§ Required task:
Copy the data from the line with "mark the region of every instance of the rocky" to the line with "213], [17, 161]]", swapping "shadowed" for "shaded" and keeping everything else the same. Leave the pictures out.

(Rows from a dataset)
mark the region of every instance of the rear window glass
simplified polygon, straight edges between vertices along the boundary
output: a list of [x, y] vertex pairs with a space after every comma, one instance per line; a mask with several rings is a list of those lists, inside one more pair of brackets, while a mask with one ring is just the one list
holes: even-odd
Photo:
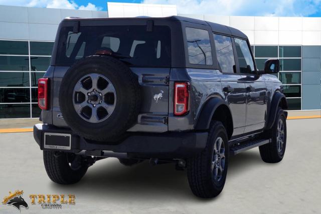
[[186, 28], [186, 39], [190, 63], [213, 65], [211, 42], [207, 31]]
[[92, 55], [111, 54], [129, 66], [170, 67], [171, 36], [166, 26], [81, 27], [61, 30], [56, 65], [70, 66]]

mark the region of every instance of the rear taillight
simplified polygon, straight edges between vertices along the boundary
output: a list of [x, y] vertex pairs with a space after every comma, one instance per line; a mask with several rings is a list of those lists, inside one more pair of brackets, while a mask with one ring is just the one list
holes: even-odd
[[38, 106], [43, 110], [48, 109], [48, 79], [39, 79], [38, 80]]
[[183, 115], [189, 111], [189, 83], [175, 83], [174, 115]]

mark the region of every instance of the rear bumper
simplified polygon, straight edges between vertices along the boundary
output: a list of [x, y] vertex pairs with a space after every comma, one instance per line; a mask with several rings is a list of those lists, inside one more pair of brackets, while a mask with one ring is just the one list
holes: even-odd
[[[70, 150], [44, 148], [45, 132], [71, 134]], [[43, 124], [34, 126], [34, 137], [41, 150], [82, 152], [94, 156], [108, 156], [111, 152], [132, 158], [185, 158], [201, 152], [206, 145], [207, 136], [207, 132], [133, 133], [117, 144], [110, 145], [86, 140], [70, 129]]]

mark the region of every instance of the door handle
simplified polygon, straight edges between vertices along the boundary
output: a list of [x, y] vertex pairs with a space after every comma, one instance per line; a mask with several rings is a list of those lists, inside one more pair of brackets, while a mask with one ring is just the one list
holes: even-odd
--
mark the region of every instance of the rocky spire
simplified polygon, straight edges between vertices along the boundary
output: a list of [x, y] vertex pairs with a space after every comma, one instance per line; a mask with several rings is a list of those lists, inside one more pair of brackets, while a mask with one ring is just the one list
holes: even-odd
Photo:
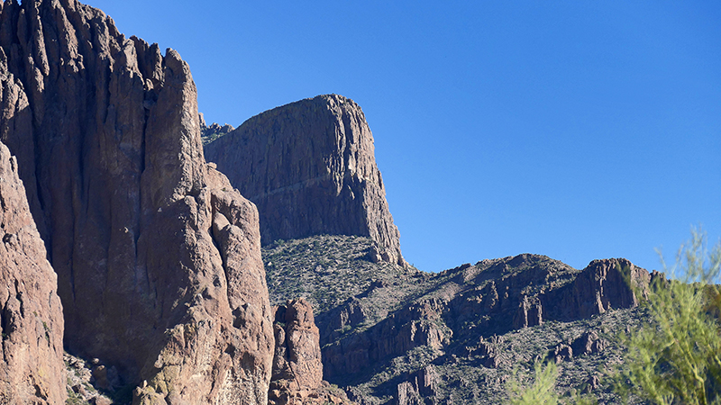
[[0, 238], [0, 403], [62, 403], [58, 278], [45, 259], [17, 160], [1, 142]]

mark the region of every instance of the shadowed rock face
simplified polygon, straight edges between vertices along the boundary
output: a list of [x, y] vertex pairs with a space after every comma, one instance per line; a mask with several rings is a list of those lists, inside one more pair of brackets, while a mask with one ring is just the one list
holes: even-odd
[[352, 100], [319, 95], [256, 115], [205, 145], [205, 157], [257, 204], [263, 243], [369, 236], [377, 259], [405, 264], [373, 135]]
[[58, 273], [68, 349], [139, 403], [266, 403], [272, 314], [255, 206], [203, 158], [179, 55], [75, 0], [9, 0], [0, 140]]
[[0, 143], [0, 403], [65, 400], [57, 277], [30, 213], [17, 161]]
==
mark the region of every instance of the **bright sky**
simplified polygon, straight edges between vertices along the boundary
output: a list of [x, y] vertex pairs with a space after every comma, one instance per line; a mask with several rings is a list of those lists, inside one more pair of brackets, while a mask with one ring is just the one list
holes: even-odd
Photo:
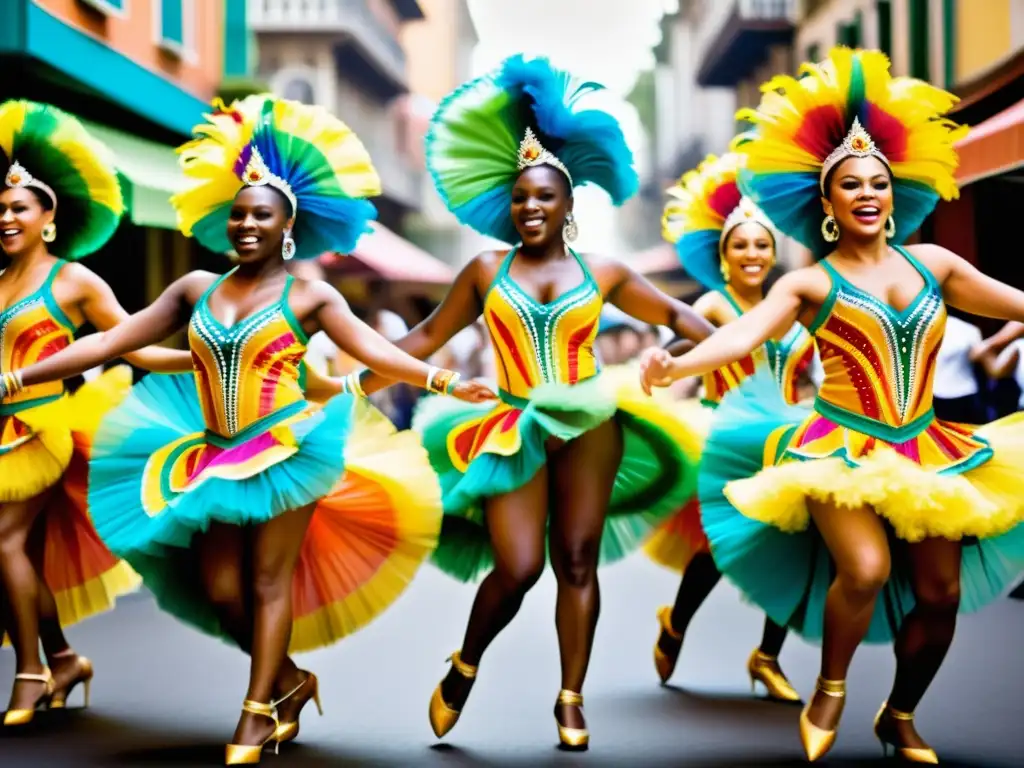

§ Written answer:
mark the region of every instance of the rocky spire
simplified polygon, straight edges between vertices along the boundary
output: a list of [x, y] vertex pairs with a space after every comma, one instance per line; a mask with several rings is a list of those lists, inside one more pair of brackets, while a mask with one ring is just the one list
holes: even-odd
Photo:
[[0, 238], [0, 403], [62, 403], [58, 278], [45, 259], [17, 160], [1, 142]]

mark the region of every instance of the shaded rock face
simplified polygon, straight edges between vertices along the boundary
output: a list of [x, y] vertex pairs with a space after every comma, one instance per line; a mask with several rings is a list of those lists, inside one more pair of brackets, while a mask with one ring is just the one list
holes: even-odd
[[352, 100], [319, 95], [256, 115], [205, 145], [205, 157], [257, 204], [263, 243], [369, 236], [377, 259], [405, 264], [373, 135]]
[[58, 273], [68, 349], [139, 403], [266, 403], [272, 314], [255, 206], [203, 158], [179, 55], [75, 0], [9, 0], [0, 140]]
[[0, 143], [0, 403], [65, 400], [57, 277], [30, 213], [17, 161]]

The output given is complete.